### 本文
◇ ◇ ◇

手術には組織の損傷がつきものである。組織損傷の大きさや位置を見て,われわれは術後の痛みを予測し,さまざまな鎮痛方法を計画する。しかしながら,ときにはわれわれの予測以上に強い術後痛を訴える患者も存在する。また,組織損傷が修復されたあともなお,疼痛が残存する患者も存在する。
痛みの強さは体に加わる刺激が増強するのに伴い増強する(図1A,図では痛みと刺激の関係を直線で示したが,実際の関係が直線的であるとは限らない)。図に示した刺激-痛み関係はさまざまな要因によって変化する。図1Bにおいて,線aが線bへと左方移動すると,同じ強さの刺激に対して,より強い痛みを自覚することになる。この線bの状態を“痛覚過敏”と呼んでいる。術後患者における組織損傷部位の周囲には痛覚過敏が生じていることが知られており,強い急性痛や痛みの慢性化と痛覚過敏は密接な関係にある。

◇ ◇ ◇

### 抽出情報
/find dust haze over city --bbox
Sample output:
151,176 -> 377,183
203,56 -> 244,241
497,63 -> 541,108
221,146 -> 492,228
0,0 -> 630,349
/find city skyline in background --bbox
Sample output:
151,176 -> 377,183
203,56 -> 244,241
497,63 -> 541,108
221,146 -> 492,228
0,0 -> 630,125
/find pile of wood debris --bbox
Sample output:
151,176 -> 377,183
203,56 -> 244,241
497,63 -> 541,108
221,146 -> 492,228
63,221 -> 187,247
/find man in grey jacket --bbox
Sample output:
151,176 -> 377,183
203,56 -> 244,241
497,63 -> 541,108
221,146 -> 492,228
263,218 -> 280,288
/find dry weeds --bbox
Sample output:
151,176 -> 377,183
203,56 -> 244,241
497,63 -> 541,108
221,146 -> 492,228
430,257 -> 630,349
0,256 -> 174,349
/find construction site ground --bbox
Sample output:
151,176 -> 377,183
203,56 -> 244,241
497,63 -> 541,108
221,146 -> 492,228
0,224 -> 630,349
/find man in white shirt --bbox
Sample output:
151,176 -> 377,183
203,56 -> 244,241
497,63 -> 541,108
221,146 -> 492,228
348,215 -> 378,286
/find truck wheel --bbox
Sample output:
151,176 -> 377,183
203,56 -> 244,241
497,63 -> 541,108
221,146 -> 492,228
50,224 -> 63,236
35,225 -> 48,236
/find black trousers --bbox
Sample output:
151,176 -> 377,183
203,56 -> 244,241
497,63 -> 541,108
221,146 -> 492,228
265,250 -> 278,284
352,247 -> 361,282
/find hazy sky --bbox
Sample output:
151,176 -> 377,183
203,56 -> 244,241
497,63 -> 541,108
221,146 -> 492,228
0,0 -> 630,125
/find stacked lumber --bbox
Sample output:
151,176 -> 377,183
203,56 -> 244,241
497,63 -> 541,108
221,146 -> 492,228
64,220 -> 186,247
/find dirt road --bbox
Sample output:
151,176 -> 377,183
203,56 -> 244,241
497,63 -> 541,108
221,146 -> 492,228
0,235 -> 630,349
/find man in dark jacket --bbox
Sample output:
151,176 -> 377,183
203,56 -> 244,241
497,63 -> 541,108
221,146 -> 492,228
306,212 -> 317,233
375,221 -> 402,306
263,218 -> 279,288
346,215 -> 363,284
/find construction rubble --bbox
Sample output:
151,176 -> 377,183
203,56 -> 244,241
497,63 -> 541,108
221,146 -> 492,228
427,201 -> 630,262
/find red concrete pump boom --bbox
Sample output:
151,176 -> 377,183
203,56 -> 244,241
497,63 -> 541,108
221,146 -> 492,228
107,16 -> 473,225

◇ ◇ ◇

### 課題 1
本文について、次の問いに答えよ。
(a) 組織損傷が修復されたあとも、何が残存する患者が存在するとされているか。
(b) 図1Aでは、痛みと刺激の関係は何で示されているか。
(c) 痛覚過敏と密接な関係にあるとされているものは何か。
### 課題 2
本文に基づき、線aが線bへ左方移動した状態が痛覚過敏とされる理由を1～3文で説明せよ。
### 課題 3
本文のうち、「手術には組織の損傷がつきもの」で始まり「痛覚過敏は密接な関係にある。」で終わる部分を、一字一句変えずに書き写せ。

### 解答 1
(a) 疼痛
(b) 直線
(c) 強い急性痛や痛みの慢性化

### 解答 2
線aが線bへ左方移動すると、同じ強さの刺激に対して、より強い痛みを自覚することになる。本文ではこの線bの状態を痛覚過敏と呼んでいる。

### 解答 3
手術には組織の損傷がつきものである。組織損傷の大きさや位置を見て,われわれは術後の痛みを予測し,さまざまな鎮痛方法を計画する。しかしながら,ときにはわれわれの予測以上に強い術後痛を訴える患者も存在する。また,組織損傷が修復されたあともなお,疼痛が残存する患者も存在する。
痛みの強さは体に加わる刺激が増強するのに伴い増強する(図1A,図では痛みと刺激の関係を直線で示したが,実際の関係が直線的であるとは限らない)。図に示した刺激-痛み関係はさまざまな要因によって変化する。図1Bにおいて,線aが線bへと左方移動すると,同じ強さの刺激に対して,より強い痛みを自覚することになる。この線bの状態を“痛覚過敏”と呼んでいる。術後患者における組織損傷部位の周囲には痛覚過敏が生じていることが知られており,強い急性痛や痛みの慢性化と痛覚過敏は密接な関係にある。